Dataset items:
<<<<

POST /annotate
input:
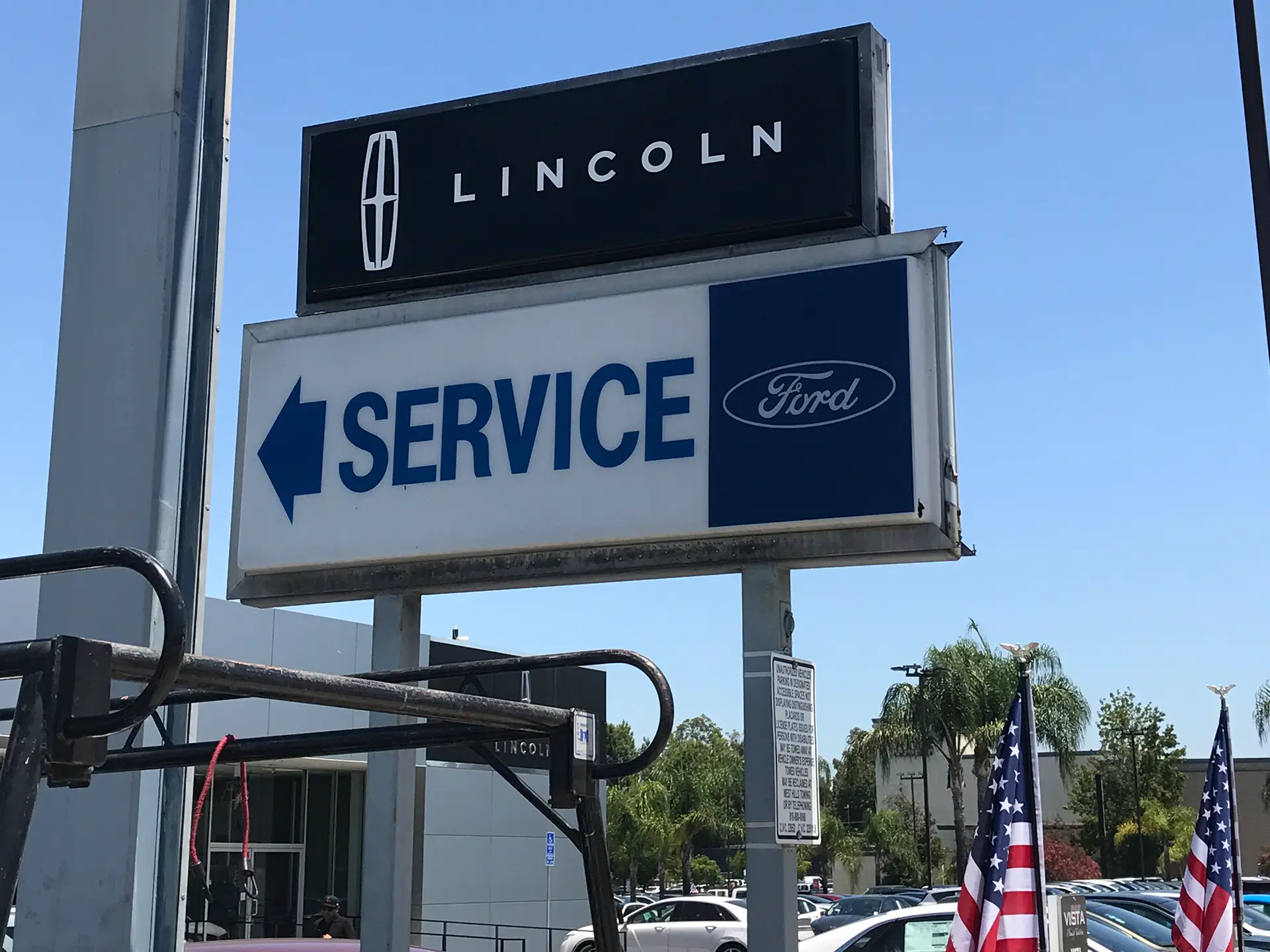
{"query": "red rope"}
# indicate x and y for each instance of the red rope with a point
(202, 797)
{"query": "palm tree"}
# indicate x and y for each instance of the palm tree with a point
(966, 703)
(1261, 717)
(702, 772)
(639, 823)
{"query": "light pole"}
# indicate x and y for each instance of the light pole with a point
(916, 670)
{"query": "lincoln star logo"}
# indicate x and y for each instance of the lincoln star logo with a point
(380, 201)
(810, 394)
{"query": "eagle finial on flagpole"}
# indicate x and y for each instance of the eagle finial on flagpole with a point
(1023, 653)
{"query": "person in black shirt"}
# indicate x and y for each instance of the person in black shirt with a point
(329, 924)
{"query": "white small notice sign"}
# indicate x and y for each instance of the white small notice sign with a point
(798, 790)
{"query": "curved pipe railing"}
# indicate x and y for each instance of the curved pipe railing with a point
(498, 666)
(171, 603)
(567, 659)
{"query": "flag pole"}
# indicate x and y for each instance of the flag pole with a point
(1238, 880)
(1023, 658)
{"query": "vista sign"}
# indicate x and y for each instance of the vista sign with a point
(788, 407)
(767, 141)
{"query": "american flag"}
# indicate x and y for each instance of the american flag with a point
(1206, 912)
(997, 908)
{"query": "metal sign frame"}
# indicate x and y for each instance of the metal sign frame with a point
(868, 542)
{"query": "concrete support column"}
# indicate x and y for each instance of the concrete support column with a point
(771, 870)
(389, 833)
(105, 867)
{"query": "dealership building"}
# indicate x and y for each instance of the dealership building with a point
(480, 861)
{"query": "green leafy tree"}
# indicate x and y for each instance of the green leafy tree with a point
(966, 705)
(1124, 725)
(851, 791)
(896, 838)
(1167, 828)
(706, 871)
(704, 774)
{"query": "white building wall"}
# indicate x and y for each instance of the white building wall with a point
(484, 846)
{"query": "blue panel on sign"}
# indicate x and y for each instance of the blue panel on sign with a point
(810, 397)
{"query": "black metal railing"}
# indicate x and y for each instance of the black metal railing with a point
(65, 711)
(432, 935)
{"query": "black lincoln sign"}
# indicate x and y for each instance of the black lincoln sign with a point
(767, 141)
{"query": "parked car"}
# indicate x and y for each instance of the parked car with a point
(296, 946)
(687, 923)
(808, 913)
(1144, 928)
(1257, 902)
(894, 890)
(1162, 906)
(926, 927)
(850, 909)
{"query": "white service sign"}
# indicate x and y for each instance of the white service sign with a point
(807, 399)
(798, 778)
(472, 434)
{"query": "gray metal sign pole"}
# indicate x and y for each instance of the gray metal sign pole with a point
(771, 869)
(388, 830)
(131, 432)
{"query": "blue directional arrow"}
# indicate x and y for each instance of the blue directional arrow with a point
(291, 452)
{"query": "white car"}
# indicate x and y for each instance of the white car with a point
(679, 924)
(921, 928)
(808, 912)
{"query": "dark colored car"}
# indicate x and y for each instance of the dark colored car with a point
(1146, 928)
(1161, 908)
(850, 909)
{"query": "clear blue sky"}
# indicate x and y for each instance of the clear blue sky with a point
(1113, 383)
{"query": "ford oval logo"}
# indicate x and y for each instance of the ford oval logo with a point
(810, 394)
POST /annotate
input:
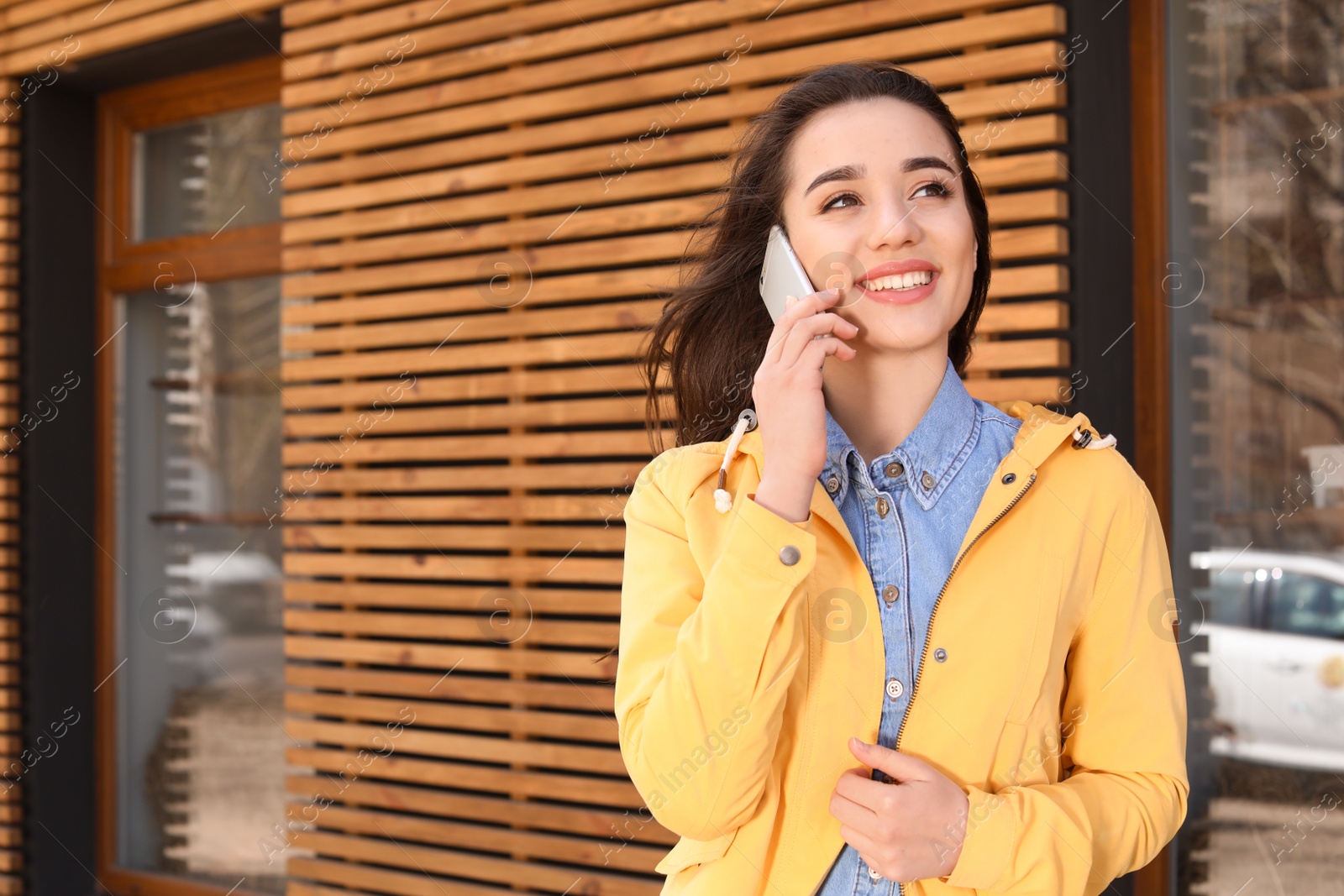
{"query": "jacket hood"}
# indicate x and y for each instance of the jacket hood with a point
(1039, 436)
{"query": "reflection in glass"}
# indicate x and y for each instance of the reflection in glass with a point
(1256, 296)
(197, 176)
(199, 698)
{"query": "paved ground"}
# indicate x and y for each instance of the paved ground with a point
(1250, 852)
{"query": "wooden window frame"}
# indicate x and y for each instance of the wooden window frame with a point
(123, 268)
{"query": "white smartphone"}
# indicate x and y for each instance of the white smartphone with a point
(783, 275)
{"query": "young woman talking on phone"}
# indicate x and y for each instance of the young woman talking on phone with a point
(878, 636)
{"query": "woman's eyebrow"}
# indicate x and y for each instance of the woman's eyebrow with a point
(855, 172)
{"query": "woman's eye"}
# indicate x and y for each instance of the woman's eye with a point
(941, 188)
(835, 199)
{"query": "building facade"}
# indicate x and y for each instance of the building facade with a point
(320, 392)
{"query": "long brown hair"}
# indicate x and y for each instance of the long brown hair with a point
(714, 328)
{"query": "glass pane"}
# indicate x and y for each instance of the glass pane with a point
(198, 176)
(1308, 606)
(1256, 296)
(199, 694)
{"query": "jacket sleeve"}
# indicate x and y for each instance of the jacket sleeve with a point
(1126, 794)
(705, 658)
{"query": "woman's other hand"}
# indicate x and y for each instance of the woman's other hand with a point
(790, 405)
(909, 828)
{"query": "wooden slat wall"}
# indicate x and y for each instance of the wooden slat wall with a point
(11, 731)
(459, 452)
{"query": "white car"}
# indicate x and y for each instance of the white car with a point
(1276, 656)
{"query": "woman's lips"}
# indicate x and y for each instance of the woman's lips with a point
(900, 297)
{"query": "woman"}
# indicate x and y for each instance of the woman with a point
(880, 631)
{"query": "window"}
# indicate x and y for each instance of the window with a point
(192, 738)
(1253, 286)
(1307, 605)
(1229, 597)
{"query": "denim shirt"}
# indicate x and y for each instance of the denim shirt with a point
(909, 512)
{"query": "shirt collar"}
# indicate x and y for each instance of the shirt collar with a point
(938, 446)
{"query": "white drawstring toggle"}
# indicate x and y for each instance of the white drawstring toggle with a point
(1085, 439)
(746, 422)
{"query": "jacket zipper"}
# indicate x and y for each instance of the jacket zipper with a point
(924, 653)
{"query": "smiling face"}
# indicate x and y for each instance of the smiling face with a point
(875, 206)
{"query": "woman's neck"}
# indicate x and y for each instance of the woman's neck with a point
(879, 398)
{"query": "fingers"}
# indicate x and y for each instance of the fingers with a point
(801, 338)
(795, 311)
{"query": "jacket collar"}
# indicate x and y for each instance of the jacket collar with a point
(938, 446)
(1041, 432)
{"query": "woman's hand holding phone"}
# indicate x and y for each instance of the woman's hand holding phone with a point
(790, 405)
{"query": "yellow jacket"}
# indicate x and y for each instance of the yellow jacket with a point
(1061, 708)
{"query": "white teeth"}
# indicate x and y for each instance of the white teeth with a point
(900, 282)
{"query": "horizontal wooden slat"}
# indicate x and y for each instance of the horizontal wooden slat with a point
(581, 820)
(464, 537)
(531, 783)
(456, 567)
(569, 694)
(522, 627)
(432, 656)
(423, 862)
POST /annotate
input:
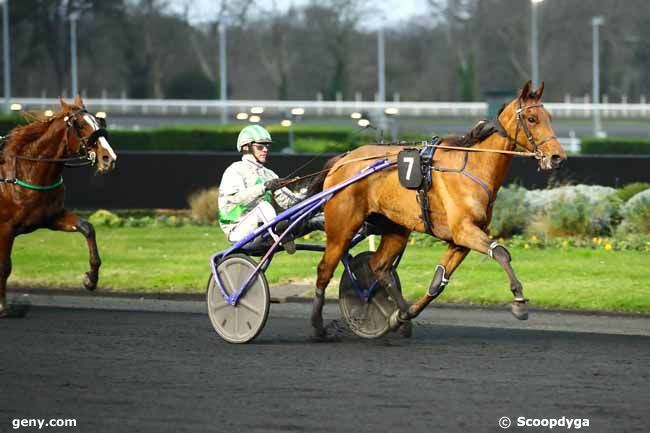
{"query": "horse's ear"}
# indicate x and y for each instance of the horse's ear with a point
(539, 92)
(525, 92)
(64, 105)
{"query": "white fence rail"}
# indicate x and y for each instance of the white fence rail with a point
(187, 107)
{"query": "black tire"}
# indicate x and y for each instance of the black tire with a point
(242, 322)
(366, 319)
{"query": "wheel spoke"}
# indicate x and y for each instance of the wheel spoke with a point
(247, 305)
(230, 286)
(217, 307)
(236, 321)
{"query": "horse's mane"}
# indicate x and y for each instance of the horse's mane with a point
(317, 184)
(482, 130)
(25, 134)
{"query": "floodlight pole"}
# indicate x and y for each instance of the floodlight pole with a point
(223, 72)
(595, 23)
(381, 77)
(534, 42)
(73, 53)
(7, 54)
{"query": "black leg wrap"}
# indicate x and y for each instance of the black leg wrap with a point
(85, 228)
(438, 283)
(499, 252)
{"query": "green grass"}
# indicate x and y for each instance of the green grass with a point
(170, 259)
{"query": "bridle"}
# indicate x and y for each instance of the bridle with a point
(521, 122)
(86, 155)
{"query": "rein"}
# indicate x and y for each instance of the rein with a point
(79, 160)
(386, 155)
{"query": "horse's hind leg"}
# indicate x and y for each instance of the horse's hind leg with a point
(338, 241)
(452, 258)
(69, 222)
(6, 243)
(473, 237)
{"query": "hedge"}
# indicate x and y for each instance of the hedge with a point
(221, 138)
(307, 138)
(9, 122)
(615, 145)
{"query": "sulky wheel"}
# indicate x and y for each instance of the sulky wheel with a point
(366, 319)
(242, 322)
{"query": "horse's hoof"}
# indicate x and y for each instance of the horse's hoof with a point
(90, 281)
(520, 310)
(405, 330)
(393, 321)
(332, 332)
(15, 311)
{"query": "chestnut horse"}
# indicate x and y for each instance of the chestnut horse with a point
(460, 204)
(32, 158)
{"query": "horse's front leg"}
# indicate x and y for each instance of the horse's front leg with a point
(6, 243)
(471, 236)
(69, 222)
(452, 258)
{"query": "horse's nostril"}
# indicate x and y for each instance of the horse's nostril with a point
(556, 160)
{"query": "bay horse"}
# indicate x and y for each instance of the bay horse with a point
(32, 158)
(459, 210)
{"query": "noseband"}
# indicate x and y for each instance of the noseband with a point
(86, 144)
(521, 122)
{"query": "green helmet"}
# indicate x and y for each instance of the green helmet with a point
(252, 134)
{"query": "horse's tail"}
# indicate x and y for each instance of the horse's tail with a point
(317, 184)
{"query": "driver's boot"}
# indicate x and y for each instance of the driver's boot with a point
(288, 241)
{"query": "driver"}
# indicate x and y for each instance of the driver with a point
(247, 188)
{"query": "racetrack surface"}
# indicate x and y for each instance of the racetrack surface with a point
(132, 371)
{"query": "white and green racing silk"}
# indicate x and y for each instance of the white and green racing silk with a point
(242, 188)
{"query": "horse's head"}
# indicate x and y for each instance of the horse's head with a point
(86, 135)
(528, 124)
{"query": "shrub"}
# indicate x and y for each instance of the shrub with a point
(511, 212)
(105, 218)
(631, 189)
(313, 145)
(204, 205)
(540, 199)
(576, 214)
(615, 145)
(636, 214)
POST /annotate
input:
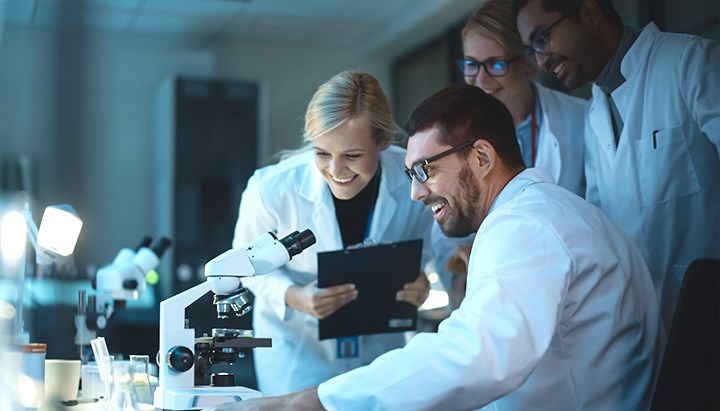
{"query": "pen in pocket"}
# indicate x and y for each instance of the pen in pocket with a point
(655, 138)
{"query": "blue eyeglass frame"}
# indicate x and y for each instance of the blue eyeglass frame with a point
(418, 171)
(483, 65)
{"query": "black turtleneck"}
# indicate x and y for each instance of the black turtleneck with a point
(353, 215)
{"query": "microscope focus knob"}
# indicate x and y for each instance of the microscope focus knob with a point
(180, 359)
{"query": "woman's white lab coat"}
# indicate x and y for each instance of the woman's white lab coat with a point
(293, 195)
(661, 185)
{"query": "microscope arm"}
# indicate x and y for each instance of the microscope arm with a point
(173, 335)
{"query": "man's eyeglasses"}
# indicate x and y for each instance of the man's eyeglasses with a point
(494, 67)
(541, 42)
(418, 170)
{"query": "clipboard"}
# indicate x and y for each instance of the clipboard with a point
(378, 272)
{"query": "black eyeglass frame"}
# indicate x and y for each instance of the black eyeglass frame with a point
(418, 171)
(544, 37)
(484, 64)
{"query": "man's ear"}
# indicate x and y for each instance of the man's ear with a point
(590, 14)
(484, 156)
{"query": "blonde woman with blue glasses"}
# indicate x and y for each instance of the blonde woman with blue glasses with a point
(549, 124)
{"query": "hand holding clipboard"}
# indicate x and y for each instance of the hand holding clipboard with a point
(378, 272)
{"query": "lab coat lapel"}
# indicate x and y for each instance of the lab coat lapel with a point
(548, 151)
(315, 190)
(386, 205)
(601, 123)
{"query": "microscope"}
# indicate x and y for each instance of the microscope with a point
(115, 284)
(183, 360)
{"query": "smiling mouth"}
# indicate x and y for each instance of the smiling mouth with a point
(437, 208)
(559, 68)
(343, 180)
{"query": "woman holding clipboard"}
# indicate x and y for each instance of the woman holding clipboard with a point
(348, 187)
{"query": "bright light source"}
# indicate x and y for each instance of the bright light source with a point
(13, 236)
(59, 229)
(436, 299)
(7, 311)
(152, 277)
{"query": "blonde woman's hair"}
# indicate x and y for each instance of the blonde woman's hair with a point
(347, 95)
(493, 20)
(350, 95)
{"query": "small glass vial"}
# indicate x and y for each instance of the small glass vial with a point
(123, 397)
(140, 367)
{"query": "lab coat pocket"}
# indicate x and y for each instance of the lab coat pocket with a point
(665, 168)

>>>>

■ **Aim of the exercise**
Please collect every line in the dataset items above that contains the string "hedge", matching case exactly, and copy each one out.

■ **Solution to this task**
{"query": "hedge"}
# indicate x and y for each instance of the hedge with a point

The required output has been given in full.